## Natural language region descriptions
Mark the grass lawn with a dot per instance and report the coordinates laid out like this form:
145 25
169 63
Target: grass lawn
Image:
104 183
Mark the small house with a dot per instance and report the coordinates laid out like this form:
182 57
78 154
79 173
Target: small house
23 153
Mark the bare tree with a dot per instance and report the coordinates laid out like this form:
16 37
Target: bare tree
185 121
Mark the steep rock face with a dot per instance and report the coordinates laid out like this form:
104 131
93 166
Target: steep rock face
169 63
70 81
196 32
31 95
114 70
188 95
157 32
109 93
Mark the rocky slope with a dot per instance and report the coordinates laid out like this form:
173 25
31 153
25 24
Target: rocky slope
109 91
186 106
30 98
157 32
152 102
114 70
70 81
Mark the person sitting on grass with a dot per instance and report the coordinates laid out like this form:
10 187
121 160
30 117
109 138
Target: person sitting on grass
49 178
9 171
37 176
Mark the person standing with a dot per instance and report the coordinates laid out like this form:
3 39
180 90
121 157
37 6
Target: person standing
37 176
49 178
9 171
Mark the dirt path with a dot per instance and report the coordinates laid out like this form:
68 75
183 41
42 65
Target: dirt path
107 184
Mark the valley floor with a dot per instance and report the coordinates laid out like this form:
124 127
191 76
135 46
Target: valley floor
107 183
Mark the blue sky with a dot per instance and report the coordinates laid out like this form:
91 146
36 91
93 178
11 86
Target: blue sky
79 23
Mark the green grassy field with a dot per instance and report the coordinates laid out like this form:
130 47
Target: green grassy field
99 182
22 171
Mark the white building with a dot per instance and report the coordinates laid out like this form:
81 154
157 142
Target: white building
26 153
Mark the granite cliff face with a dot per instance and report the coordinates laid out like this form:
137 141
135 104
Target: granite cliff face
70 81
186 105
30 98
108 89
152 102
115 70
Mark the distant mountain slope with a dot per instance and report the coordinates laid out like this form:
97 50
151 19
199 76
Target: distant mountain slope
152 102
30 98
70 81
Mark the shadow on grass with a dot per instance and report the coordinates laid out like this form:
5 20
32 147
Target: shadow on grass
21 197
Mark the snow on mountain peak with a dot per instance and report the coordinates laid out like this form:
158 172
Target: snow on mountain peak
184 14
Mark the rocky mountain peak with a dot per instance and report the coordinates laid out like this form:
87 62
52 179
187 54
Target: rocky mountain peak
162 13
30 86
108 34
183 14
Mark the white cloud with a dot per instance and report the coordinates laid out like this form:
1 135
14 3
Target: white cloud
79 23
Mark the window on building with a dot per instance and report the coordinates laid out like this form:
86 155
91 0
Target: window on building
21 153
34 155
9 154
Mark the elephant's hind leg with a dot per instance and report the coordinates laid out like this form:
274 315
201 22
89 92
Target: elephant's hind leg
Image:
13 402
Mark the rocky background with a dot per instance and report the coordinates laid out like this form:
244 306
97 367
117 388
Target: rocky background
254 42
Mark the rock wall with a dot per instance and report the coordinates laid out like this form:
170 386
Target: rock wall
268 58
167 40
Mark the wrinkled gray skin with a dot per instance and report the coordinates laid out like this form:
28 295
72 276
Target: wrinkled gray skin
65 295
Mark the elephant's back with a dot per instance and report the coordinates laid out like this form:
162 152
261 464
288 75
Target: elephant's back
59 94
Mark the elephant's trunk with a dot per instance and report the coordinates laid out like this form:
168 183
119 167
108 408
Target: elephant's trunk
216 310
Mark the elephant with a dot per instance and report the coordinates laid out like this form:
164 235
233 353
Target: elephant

## To do
Every entry above, from first to last, should be repeated exactly.

## Result
Mark the grass lawn with a dot per instance and report the coordinates laid out like this form:
145 25
169 63
Target: grass lawn
Image:
104 183
Mark the small house with a dot per instance and report the coordinates laid out like this form:
182 57
78 154
79 173
Target: small house
23 153
Mark the bare tree with a dot per instance and report the coordinates laid out like this form:
16 37
Target: bare tree
185 121
Mark the steep rock face with a dot per instance and report the coordinates laid out like this form:
104 131
93 166
Target: steep rock face
169 63
70 81
196 32
31 95
114 70
188 95
157 32
109 93
Mark the rocky slope with a dot per instance and report the coordinates laid out like this form:
173 25
31 153
25 24
Target: rocky slope
109 91
186 106
30 98
157 32
152 102
114 70
70 81
Mark the person sitting on grass with a dot per instance and report the coordinates laid out like this form:
10 187
121 160
30 117
109 138
Target: person sitting on grass
49 178
9 171
37 176
Mark the person standing with a dot per instance and report the coordinates laid out like this form:
3 39
180 90
121 157
37 6
Target: person standing
37 176
49 178
9 171
Mark the dirt path with a dot per instance and report the coordinates laid out like this form:
68 75
183 41
42 65
Target: dirt path
107 184
Mark the valley floor with a dot per instance and report the coordinates laid out like this form:
124 127
191 76
135 46
Target: valley floor
107 183
Mark the blue sky with a dot per instance and report the coordinates laid out like this form:
91 146
36 91
93 178
11 86
Target: blue sky
79 23
Mark the green grassy field with a dot per instance and report the coordinates laid out like this form:
130 47
Target: green grassy field
99 182
22 171
Mark the white building with a dot per instance and report the coordinates laid out like this form:
81 154
157 142
Target: white building
26 153
Mark the granite cliff face with a dot per instance and report the coordinates laid out like this form:
137 141
135 104
Target: granite cliff face
70 81
186 105
30 98
108 89
152 102
115 70
Mark the distant mountain slope with a dot per instance and report the coordinates laid out like this form:
97 50
151 19
199 76
Target: distant mountain slope
152 102
30 98
70 81
Mark the shadow on grass with a dot per instance and report the coordinates laid out like this form:
5 20
32 147
Target: shadow on grass
21 197
Mark the snow on mountain peak with a dot per instance and report the coordinates laid out like this form:
158 172
Target: snow on mountain peak
184 14
Mark the rocky mountain peak with a dot per instance and report the coordinates laid out like this form:
87 62
52 179
187 54
Target: rocky mountain peak
162 13
30 86
108 34
183 14
Mark the white cloud with a dot per instance and report the coordinates laid out like this form:
1 135
14 3
Target: white cloud
79 23
Mark the window on building with a dot per instance and report the coordinates laid out like this form:
86 155
91 0
Target: window on building
21 153
34 155
9 154
Mark the elephant's hind leg with a dot per instance and report the coordinates laid out like this form:
274 315
201 22
89 92
Target: elephant's hind leg
Image:
13 402
Mark the rocky background with a dot per instance and report the coordinates laid out like this form:
244 306
97 367
117 388
Target: rocky background
254 42
Mark the rock wall with a dot per instance and report the coordinates laid out like this form:
170 386
Target: rock wall
268 58
167 40
Mark the wrinkled gray skin with a dot per instance and report the coordinates laid out like this form:
28 295
72 276
Target: wrinkled gray skin
65 295
Mark the elephant's back with a dot per instance and report the coordinates laid out like this form:
162 152
261 464
288 75
Target: elephant's back
59 94
Mark the elephant's trunk with a dot per instance and report the coordinates laid out like this form:
168 183
119 167
108 408
Target: elephant's trunk
216 310
Mark the elephant with a dot per instance and report the coordinates laid out like this form:
164 235
233 353
Target: elephant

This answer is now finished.